**Exercise details:** Render the lines from the one containing "Identify every instance of the woman" through the one containing "x=768 y=413", inclusive, as a JSON list of strings with one string per line and no blank lines.

Point placement data

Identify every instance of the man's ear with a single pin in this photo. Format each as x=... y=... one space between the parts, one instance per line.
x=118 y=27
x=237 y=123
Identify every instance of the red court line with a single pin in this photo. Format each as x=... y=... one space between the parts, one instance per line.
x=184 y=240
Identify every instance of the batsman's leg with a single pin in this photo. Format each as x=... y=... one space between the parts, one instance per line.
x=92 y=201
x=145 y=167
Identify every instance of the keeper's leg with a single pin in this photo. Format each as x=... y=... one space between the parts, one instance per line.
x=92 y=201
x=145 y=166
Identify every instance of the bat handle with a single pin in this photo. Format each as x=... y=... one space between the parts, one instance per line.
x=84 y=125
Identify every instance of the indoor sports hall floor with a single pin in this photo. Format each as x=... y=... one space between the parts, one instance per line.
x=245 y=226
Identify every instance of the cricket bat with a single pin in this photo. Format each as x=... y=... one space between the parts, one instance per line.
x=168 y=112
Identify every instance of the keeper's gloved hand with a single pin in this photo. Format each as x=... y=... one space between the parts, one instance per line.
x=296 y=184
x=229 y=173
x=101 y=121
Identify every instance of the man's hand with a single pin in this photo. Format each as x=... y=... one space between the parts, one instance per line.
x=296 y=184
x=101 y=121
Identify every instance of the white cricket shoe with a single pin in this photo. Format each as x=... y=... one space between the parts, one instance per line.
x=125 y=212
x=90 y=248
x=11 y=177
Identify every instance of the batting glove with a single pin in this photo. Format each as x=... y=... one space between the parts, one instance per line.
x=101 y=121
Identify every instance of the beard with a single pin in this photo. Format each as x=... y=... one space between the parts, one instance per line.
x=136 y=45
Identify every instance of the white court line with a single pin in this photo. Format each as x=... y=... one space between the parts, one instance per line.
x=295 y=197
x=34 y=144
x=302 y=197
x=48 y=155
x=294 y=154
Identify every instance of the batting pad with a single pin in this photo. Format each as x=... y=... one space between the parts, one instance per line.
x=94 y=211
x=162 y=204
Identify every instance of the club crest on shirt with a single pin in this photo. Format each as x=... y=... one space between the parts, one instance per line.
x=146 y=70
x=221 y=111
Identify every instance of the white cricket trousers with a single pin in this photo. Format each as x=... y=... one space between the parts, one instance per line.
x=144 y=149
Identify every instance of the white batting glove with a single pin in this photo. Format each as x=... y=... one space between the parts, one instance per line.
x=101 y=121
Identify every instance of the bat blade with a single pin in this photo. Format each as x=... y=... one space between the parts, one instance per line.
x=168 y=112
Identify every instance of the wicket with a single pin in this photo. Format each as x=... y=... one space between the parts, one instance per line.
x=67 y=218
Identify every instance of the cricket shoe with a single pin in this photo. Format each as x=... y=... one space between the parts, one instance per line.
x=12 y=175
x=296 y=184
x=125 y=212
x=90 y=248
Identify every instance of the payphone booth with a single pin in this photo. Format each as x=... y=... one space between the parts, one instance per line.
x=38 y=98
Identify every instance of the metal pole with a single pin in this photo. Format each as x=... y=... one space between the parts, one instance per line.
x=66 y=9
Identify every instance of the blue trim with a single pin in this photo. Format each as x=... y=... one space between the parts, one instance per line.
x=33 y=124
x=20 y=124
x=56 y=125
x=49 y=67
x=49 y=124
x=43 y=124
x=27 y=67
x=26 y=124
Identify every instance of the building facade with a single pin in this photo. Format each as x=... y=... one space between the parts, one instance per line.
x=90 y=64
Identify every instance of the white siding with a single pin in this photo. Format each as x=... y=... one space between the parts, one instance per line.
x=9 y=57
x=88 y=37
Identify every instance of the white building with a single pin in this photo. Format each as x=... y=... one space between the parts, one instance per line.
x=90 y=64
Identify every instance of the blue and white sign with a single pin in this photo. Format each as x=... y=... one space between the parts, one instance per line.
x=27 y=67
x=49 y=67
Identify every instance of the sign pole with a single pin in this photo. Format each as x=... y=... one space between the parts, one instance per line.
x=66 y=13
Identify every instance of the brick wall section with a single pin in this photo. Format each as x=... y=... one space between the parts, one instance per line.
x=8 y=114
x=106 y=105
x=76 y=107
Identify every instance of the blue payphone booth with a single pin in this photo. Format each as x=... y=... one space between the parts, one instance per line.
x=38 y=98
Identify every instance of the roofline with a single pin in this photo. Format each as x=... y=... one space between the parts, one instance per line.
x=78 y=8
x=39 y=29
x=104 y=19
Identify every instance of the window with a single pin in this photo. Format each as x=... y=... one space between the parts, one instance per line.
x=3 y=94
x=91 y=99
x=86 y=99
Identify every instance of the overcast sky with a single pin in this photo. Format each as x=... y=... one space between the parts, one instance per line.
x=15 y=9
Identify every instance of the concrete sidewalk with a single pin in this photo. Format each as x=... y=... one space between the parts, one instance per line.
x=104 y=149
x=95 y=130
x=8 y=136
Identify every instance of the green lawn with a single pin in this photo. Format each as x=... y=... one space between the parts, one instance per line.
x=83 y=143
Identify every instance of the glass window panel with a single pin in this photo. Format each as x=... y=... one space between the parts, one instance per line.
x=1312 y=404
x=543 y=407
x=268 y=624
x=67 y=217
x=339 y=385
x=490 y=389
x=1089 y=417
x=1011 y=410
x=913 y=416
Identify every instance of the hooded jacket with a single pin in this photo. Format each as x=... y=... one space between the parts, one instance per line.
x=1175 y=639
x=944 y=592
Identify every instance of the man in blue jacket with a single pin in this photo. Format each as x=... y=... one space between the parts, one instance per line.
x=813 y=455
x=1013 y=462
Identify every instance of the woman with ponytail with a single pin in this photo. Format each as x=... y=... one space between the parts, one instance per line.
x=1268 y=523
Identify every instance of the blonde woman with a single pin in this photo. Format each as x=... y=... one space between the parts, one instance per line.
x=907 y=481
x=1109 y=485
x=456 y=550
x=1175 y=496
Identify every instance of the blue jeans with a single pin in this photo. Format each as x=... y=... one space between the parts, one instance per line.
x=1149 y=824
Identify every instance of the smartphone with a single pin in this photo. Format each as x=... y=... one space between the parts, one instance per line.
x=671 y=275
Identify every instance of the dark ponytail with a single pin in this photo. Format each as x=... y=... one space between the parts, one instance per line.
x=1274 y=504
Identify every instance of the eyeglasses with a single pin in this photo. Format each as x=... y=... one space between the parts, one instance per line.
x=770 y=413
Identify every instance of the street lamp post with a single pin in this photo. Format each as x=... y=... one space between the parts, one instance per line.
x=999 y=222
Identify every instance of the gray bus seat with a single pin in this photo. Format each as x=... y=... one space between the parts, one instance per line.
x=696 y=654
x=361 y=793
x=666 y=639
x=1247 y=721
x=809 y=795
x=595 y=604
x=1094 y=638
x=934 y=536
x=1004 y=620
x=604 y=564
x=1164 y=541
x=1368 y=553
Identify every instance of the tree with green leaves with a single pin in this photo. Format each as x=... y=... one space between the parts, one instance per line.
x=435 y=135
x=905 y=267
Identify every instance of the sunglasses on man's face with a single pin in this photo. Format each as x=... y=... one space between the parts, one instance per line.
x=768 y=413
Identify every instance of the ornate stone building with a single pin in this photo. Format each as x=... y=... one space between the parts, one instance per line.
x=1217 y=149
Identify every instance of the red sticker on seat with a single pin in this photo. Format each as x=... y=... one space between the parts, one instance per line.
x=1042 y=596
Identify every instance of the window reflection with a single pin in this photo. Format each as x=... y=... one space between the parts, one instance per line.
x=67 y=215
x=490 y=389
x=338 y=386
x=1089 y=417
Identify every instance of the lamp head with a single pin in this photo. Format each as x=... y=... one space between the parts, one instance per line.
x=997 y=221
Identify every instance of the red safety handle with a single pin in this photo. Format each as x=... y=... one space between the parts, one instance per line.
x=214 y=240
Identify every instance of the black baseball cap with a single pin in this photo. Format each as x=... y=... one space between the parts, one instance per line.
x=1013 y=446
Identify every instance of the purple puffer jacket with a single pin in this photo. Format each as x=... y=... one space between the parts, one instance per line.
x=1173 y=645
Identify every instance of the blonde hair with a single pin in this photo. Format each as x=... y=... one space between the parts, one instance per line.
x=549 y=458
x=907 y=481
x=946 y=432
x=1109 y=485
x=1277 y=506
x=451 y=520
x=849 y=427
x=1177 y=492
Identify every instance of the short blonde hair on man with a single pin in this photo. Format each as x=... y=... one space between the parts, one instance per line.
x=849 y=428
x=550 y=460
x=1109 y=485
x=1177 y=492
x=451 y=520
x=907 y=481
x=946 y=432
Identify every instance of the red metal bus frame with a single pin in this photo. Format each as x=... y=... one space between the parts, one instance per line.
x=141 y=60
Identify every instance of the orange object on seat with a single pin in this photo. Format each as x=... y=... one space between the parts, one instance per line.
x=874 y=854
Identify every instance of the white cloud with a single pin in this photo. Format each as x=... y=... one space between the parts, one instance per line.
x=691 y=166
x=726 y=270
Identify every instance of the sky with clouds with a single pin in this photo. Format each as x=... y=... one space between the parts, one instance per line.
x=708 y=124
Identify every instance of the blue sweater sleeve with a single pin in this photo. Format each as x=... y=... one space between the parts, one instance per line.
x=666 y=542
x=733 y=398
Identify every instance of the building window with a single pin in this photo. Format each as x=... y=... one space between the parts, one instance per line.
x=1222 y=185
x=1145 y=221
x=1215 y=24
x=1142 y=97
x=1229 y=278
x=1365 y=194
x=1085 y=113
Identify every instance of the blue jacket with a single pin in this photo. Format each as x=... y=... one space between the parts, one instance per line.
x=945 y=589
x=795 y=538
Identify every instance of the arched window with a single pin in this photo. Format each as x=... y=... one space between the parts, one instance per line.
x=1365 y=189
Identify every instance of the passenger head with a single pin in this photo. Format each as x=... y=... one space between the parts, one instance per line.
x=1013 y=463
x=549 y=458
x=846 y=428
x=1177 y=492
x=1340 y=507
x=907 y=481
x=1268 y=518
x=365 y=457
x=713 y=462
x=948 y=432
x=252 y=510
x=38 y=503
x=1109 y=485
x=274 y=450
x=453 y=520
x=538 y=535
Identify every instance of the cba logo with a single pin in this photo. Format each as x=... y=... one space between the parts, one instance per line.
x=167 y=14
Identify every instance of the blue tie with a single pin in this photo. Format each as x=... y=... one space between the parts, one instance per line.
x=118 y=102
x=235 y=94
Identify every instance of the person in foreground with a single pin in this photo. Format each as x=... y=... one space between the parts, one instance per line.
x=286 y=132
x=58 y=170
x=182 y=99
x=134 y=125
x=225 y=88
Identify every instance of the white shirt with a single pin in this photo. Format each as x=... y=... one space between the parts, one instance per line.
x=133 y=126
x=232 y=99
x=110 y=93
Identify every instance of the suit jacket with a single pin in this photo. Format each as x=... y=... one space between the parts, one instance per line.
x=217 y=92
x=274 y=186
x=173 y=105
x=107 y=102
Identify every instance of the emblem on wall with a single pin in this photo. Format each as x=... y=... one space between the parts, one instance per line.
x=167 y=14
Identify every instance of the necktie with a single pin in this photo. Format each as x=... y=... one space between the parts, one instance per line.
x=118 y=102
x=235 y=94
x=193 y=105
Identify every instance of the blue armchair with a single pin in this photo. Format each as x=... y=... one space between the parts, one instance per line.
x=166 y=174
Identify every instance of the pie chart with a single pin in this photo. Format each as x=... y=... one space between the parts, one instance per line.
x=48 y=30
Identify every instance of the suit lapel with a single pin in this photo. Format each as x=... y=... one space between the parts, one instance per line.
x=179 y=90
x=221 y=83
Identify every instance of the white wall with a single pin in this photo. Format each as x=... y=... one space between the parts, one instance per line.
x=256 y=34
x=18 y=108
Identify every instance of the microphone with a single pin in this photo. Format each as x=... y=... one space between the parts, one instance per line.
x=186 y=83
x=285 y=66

**The solution:**
[
  "Identify every instance of the woman with ponytail with a single pin in this photo. Format each as x=... y=... one space between the parts, one instance per line.",
  "x=1268 y=523",
  "Identify every instance of the blonde woman with a single pin in this photo. Format each as x=... y=... one space between the parts, one instance per line.",
  "x=907 y=481",
  "x=1109 y=485",
  "x=456 y=550",
  "x=1175 y=496",
  "Identify every instance of the blue jeans with a single pin in this photo. Format each as x=... y=... one space between the parts, one instance per line.",
  "x=1149 y=824",
  "Identify every instance of the smartphone with a single pin in this photo. Format each as x=... y=... one space between the parts, one instance per line.",
  "x=671 y=275",
  "Identify every instance of the dark ponytail with a single pin in this photo. Format each as x=... y=... one space between the parts, one instance per line.",
  "x=1274 y=504",
  "Identify every instance of the eyeglasses with a single pin in this photo. Format each as x=... y=... one space between the parts, one instance per line.",
  "x=770 y=413",
  "Identify every instance of the street lamp post with a single pin in this photo. Format each as x=... y=... one space between the parts, one instance per line.",
  "x=999 y=222",
  "Identify every instance of the gray bus seat with a single pin in this photo. Format each as x=... y=... one space between the parts, one instance per line.",
  "x=696 y=654",
  "x=361 y=793",
  "x=666 y=639",
  "x=1247 y=721",
  "x=809 y=795",
  "x=595 y=604",
  "x=1094 y=638",
  "x=934 y=536",
  "x=1004 y=620",
  "x=604 y=564",
  "x=1164 y=541",
  "x=1368 y=553",
  "Identify every instance of the tree with green leaves with a single pin in this photo. Format each as x=... y=... one space between the parts, one instance per line.",
  "x=435 y=135",
  "x=905 y=267",
  "Identify every instance of the sunglasses on man's face with a single pin in this photo. Format each as x=... y=... one space between the parts, one instance per line.",
  "x=768 y=413"
]